═════ MATERIAL FOR THE TASK ═════
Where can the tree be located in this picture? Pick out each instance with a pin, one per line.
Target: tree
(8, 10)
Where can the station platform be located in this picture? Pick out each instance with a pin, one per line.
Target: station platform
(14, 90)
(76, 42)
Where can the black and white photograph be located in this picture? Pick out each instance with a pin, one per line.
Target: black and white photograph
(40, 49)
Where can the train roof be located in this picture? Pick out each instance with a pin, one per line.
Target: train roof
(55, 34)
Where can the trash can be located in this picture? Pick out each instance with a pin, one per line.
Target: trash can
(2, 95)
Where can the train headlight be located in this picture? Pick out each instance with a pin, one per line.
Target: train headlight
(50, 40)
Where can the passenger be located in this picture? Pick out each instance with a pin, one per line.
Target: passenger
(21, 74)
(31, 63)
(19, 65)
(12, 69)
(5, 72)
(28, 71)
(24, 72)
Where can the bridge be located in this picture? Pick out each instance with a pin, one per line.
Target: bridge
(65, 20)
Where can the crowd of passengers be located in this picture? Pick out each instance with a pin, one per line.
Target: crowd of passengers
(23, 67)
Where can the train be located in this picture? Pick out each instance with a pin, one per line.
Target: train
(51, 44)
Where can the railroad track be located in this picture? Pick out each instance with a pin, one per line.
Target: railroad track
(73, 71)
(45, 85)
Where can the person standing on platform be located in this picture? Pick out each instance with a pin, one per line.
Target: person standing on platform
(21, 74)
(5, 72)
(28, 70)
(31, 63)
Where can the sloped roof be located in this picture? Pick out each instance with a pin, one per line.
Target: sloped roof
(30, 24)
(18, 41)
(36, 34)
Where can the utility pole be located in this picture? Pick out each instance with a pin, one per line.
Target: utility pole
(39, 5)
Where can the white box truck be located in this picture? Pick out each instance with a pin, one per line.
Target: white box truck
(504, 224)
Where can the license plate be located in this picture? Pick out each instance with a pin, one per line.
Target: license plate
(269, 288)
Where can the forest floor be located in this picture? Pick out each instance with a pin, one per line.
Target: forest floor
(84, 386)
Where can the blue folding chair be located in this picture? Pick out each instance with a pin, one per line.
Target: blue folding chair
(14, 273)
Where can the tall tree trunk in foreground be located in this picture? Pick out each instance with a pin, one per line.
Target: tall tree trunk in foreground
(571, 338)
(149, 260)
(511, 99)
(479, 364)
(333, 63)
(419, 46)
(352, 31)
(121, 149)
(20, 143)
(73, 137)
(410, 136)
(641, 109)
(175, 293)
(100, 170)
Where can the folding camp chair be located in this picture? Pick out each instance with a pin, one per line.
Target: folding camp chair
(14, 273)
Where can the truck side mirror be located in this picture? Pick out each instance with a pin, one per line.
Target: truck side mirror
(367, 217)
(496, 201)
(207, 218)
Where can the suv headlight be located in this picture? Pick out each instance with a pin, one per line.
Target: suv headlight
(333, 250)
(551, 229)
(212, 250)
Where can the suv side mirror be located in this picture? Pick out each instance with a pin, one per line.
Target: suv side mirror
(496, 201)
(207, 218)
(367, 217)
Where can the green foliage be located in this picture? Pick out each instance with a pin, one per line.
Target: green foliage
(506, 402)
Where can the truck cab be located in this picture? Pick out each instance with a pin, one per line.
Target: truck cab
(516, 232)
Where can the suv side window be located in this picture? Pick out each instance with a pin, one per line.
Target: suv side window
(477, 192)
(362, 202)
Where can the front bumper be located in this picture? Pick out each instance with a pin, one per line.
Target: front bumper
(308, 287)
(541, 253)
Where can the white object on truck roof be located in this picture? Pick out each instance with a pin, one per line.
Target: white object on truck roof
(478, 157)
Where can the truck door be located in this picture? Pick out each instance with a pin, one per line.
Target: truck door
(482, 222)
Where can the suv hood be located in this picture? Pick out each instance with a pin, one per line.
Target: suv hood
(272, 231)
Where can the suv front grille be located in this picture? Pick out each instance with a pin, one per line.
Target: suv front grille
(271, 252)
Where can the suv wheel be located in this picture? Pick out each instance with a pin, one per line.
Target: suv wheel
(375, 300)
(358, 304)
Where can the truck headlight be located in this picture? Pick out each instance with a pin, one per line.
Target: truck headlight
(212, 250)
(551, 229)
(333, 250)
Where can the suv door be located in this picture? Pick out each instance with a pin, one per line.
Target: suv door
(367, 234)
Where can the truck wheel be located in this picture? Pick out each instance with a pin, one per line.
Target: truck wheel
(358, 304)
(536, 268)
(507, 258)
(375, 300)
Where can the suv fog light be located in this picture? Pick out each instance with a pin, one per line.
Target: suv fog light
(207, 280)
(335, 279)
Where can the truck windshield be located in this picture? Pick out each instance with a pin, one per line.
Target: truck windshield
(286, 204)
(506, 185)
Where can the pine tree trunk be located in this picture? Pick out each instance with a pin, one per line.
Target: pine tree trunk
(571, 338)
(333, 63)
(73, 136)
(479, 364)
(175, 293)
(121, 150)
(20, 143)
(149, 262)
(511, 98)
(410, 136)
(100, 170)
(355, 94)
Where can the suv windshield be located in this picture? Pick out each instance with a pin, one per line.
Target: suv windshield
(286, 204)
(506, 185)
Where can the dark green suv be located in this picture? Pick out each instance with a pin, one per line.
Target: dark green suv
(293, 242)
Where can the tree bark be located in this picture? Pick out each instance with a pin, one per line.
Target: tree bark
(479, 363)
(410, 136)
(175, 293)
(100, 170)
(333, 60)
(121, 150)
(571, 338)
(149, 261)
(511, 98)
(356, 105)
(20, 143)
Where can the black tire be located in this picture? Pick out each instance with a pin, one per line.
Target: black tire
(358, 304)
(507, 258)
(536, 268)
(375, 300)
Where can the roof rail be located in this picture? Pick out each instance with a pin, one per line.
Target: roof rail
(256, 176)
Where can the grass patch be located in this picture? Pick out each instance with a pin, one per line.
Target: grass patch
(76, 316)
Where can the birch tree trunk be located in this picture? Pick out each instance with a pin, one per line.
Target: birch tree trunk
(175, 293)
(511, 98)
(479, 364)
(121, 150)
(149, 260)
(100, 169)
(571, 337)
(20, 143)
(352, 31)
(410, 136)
═════
> [WHAT THE TASK REQUIRES]: Every line above should be output exactly as it stands.

> [TASK ANSWER]:
Where can the tree be located in this picture? Pick out each instance with a pin, one per line.
Target: tree
(8, 10)
Where can the station platform be located in this picture? Pick out each instance with a pin, one per line.
Target: station platform
(14, 90)
(76, 42)
Where can the black and white photograph be located in this picture? Pick out each instance with a pin, one per line.
Target: black and white photograph
(40, 49)
Where can the train roof be located in this picture? Pick out each instance with a pin, one per line.
Target: train roof
(55, 34)
Where can the trash can be located in this picture? Pick out each instance with a pin, one per line.
Target: trash can
(2, 95)
Where can the train headlight be located in this picture? Pick out each instance with a pin, one per line.
Target: train headlight
(50, 40)
Where can the passenger be located in this picture? Pick out each instance with a pin, one per line.
Target: passenger
(21, 74)
(31, 63)
(19, 65)
(12, 69)
(5, 72)
(28, 71)
(24, 72)
Where can the bridge be located in this picture? Pick out each instance with a pin, one per line.
Target: bridge
(65, 20)
Where can the crowd of passengers be located in this picture? Pick out each instance with a pin, one per line.
Target: crowd of passengers
(23, 67)
Where can the train be located in this picture? Pick out each instance with a pin, one per line.
Target: train
(51, 44)
Where can the railroad track be located in this picture? Pick out each instance with a pin, one per line.
Target: railroad track
(73, 71)
(45, 85)
Where can the person standing on platform be located in this picture? Pick out each instance with a pin, one per line.
Target: person standing on platform
(21, 74)
(5, 72)
(28, 70)
(31, 63)
Where can the sloped roof be located in this picture? Pick out each instance with a pin, one per line.
Target: sloped roof
(30, 24)
(18, 41)
(36, 34)
Where can the utility pole be located in this picture? Pick out each instance with a pin, one per line.
Target: utility pole
(39, 5)
Where can the white box truck be located in this picture? Pick out each instance with a pin, one per line.
Target: white box truck
(504, 224)
Where can the license plate be located in this picture? Pick out each instance with a pin, one per line.
Target: license plate
(269, 288)
Where can the forest floor be located in this picture? Pick out each instance with a pin, one per line.
Target: forest floor
(84, 386)
Where can the blue folding chair be located in this picture? Pick out each instance with a pin, one per line.
Target: blue folding chair
(14, 273)
Where can the tall tree trunk in foreground be located in this picture? Pick out each instance with a pin, one per line.
Target: tall tree trunk in foreground
(571, 338)
(149, 260)
(511, 99)
(479, 364)
(333, 63)
(419, 46)
(352, 31)
(121, 149)
(20, 143)
(73, 137)
(410, 136)
(641, 109)
(175, 293)
(100, 170)
Where can the folding camp chair be located in this picture? Pick out each instance with a pin, one per line.
Target: folding camp chair
(14, 273)
Where can the truck side mirror be located in this picture? Pick out each instance with a pin, one per line.
Target: truck side mirror
(367, 217)
(496, 201)
(207, 218)
Where can the suv headlight be located in this picture? Pick out each instance with a pin, one per line.
Target: suv headlight
(333, 250)
(551, 229)
(212, 250)
Where can the suv side mirror be located in this picture? Pick out each instance with a pin, one per line.
Target: suv side mirror
(496, 201)
(207, 218)
(367, 217)
Where can the green foliage be located in this picture? Pick out each instance with a pin, one per line.
Target: green foliage
(506, 402)
Where can the truck cab be located in this picture? Pick out each instance with a pin, one per line.
Target: truck cab
(516, 232)
Where can the suv side window be located in this picture? Pick out each instance with a pin, one per line.
Target: suv side window
(477, 192)
(362, 202)
Where can the front bumper be located in this picture? Pick out each instance with a pin, one per line.
Target: front bumper
(308, 287)
(541, 253)
Where can the white object on truck roof be located in this picture? Pick out each instance with a pin, one per line.
Target: white object on truck roof
(478, 157)
Where can the truck door be located in this picture? Pick out each instance with a pin, one per line.
Target: truck door
(482, 222)
Where can the suv hood be located in this picture? Pick out each instance with a pin, one per line.
Target: suv hood
(272, 231)
Where can the suv front grille be located in this picture? Pick out each instance with a pin, one per line.
Target: suv front grille
(271, 252)
Where can the suv wheel be located in this picture? Pick out each instance with a pin, one per line.
Target: suv wheel
(375, 300)
(358, 304)
Where can the truck headlight be located in this picture? Pick out each instance with a pin, one per line.
Target: truck headlight
(212, 250)
(551, 229)
(333, 250)
Where can the suv door be located in this picture? Pick out each instance with a pin, one per line.
Target: suv door
(367, 234)
Where can the truck wheel be located in this picture? Pick out each instance with a pin, one per line.
Target: truck wheel
(358, 304)
(536, 268)
(507, 258)
(375, 300)
Where can the suv fog light be located in this picture? Pick out each instance with a pin, one per line.
Target: suv fog light
(207, 280)
(335, 279)
Where can the truck windshield be located in this picture? Pick out each instance with a pin, one per line.
Target: truck windshield
(286, 204)
(506, 185)
Where can the pine tree trunk be located in this picture? Pick out each instance with a pin, one per line.
Target: pine tree trunk
(571, 338)
(333, 63)
(73, 136)
(479, 364)
(175, 293)
(121, 150)
(20, 143)
(149, 262)
(511, 98)
(410, 136)
(100, 170)
(355, 94)
Where can the suv windshield be located in this picture? Pick out each instance with a pin, one per line.
Target: suv windshield
(286, 204)
(506, 185)
Where can the dark green suv be located in this picture? Pick out each instance with a pin, one per line.
Target: dark green suv
(293, 242)
Where can the tree bark be located in this picture? Pick out each instance with a pin, one per line.
Target: tree bark
(479, 363)
(410, 136)
(175, 293)
(100, 170)
(333, 60)
(121, 150)
(571, 338)
(149, 261)
(511, 98)
(356, 105)
(20, 143)
Where can the black tire be located in this picture? Pick out each instance with a pin, one per line.
Target: black tire
(358, 304)
(507, 258)
(536, 268)
(375, 300)
Where can the roof rail be located in this picture? Pick out each instance with a pin, one per line.
Target: roof rail
(256, 176)
Where can the grass patch be located in this picture? Pick out each instance with a pin, one per line.
Target: grass patch
(76, 316)
Where can the birch tree trunk be located in this picture? Pick out each instance with a pin, one per line.
Target: birch tree trunk
(175, 293)
(511, 98)
(479, 364)
(121, 150)
(149, 260)
(100, 169)
(571, 337)
(20, 143)
(352, 31)
(410, 136)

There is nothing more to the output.